The August Bepler House is a historic residence in the city of Cincinnati, Ohio, United States. Located along Tusculum Avenue in that city's Columbia-Tusculum neighborhood, the house was built in 1869 for a wealthy inventor and industrialist, and it has been named a historic site.

August Bepler made himself wealthy by inventing a machine to produce a new type of product, the flat-bottomed paper bag. The foreign-born Bepler settled in the United States in 1851; within four years he had formed a company to manufacture paper bags in the Cincinnati-area village of Lockland, although he relocated the firm to Cincinnati in 1858. Using the wealth gained from the company, Bepler arranged for the construction of the present house in 1869. He later paid for the construction of a second house to functionally the same design, but this later house, located in St. Louis, Missouri, is no longer standing.

Two stories tall with a weatherboarded exterior, the house rests on a stone foundation, is covered with a tin roof, and features elements of brick. A large bay window occupies much of the side on the left of a viewer facing the front of the house, while the facade itself features a large columned porch; the columns are topped with capitals resembling those of the ancient Corinthian order. Together with smaller elements, the colonnade creates an excellent Neoclassical appearance, a style not particularly common in the area.

In 1977, the Bepler House was listed on the National Register of Historic Places, qualifying both because of its historically significant architecture and because it had been the home of a prominent local resident.

[Point localization data]
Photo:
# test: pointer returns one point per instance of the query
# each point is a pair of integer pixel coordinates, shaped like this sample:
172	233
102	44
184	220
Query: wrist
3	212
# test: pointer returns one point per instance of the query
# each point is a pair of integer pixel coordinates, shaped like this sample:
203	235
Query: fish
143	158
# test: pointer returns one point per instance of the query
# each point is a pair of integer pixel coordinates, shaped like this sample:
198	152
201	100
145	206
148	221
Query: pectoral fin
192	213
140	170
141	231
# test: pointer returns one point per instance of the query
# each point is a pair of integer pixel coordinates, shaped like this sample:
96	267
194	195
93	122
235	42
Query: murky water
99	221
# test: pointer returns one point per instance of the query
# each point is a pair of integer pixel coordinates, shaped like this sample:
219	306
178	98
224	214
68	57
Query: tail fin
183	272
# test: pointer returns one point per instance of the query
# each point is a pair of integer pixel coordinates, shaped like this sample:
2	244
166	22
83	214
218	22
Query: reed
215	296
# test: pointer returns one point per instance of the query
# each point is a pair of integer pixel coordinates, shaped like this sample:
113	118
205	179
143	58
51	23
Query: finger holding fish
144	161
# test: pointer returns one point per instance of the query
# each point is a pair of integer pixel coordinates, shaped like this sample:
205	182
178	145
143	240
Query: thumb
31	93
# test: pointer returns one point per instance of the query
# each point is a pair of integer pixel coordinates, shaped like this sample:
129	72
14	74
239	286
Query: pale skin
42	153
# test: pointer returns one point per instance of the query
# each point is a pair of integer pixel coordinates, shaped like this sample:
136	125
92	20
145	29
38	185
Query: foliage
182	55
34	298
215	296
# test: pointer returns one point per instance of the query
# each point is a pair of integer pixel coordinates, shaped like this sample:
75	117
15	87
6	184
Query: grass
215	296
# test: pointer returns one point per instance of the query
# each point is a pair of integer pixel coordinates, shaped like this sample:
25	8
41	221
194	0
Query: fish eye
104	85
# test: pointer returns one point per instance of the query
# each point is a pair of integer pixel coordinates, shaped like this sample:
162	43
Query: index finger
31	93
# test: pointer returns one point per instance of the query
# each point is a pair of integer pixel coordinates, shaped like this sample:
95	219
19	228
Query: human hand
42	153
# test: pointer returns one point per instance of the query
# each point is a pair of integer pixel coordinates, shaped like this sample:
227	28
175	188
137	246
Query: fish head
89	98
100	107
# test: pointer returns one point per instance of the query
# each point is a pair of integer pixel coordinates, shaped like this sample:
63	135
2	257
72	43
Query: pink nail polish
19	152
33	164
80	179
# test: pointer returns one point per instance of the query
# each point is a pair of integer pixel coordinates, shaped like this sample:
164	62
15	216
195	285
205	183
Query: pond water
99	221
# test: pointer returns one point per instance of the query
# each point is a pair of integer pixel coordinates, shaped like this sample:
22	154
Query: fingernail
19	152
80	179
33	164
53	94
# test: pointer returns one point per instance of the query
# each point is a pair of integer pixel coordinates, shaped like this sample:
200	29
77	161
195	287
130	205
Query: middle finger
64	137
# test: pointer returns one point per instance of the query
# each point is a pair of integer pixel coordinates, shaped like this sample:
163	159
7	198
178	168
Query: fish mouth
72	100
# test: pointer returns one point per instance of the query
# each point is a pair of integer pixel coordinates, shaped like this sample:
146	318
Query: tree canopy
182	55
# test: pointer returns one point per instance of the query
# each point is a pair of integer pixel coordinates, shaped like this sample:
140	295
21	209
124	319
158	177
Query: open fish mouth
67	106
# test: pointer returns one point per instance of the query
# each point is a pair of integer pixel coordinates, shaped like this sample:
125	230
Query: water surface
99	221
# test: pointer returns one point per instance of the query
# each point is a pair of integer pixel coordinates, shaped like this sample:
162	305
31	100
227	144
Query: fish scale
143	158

### About this task
According to the passage on the August Bepler House, what product did Bepler's machine produce?

### Response area
The flat-bottomed paper bag.